# Welcome to the BI Python Sequence Tutorial!

In this tutorial, we are going to go over some command line basics and use google colaboratory to run python code in the cloud. We will also go over downloading files from Github, processing sequencing samples and installing python packages. Before we dive right in, I wanted to provide you with a little background information about google colab and describe why we want to use some type of jupyter service to run our code. Then there is a short description on the sequence file formats, followed by a list of several unix commands that will come in handy during the tutorial.

# What is Google Colaboratory?
Colaboratory, or “Colab” for short, is a product from Google Research. Colab allows anybody to write and execute arbitrary python code through the browser, and is especially well suited to machine learning, data analysis and education. More technically, Colab is a hosted Jupyter notebook service that requires no setup to use, while providing free access to computing resources including GPUs. The most important feature that distinguishes Colab from other free cloud services is; Colab provides access to free Tesla K80 GPUs and comes with several python packages pre-installed!
Now you can develop deep learning applications at your fingertips with no cost to you or in our case, learn how to effectively use python to process sequencing samples! If you would like to use Jupyter notebooks for your own projects, some advice on best practices can be found here: https://towardsdatascience.com/jupyter-notebook-best-practices-f430a6ba8c69

# Sequencing File Formats
Just make sure everyone is on the same page about the format of the files we will be working with, lets talk about sequencing file formats briefly.

* The FASTQ format is used with sequencing files to include a numeric quality score to each base in the sequence. The FASTQ format is widely used to store high-throughput sequencing data, which is reported with a per-base quality score indicating the confidence of each base call. Unfortunately, FASTQ has variants and pitfalls that can make the seemingly simple format frustrating to work with. 

An Example FASTQ format looks like: 

@DJB775P1:248:D0MDGACXX:7:1202:12782:49716 

CTCTGCGTTGATACCACTGCTTACTCTGCGTTGATACCACTGCTTAGATCGG 

\+ 

IIIIIIIIIIIIIIIHHHHHHFFFFFFEECCCCBCECCCCCCCCCCCCCCCC 

* The description line, beginning with @. This contains the record identifier and other information. Sequence data, which can be on one or many lines. The line beginning with +, following the sequence line(s) indicates the end of the sequence. In older FASTQ files, it was common to repeat the description line here, but this is redundant and leads to unnecessarily large FASTQ files. The quality data, which can also be on one or many lines, but must be the same length as the sequence. Each numeric base quality is encoded with ASCII characters. This will be important later if you are not familiar with these types of files. 



# Working with the command prompt
Normally on your local computer, you would need to open the terminal to begin.While in the cloud using colab, we are actually running a linux computer so it will be useful to learn a few simple unix commands to help you navigate the environment.

* **pwd** --- pwd is the command to tell you the present working directory. Running this command should show you the current folder that you are working in.

*	**ls** --- the ls command stands for list, and will list any files and folders in your current directory.

* **cd** --- cd stands for change directory. You can use this command to move into folders. A special version of this command using periods like this: cd .. will move you up one folder. In programming, two periods in a row means “up one folder”

## Data extract
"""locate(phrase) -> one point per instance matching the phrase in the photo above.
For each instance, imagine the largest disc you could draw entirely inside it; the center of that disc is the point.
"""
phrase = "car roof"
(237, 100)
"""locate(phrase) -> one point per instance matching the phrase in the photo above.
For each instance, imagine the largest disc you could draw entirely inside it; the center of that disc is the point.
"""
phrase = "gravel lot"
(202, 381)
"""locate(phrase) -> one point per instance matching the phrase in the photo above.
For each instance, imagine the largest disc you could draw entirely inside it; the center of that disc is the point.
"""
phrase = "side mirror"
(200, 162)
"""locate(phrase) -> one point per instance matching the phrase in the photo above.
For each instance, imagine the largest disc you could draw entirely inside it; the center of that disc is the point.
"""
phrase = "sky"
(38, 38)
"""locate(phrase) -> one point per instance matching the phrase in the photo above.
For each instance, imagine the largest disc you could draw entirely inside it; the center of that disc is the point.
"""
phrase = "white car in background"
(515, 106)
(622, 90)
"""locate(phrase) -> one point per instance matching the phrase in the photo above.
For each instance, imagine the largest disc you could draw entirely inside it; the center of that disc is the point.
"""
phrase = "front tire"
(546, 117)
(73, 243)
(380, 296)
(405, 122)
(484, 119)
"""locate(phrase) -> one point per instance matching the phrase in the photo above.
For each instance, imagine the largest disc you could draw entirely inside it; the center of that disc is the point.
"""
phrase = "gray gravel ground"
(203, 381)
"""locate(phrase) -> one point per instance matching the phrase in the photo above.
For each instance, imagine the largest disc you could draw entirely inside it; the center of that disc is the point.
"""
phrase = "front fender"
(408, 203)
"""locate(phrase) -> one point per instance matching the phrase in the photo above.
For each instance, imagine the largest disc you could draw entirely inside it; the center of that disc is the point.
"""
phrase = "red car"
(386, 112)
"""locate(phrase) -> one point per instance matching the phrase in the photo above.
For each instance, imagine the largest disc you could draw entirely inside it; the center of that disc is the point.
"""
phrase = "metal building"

## Goal of the exercise
Answer these questions from the Python sequence tutorial:
(a) What model of GPU does Colab offer for free?
(b) What must the quality data in a FASTQ record be the same length as?
(c) What does the command cd .. do?

## Response
(a) Tesla K80 GPUs
(b) The sequence
(c) It moves you up one folder.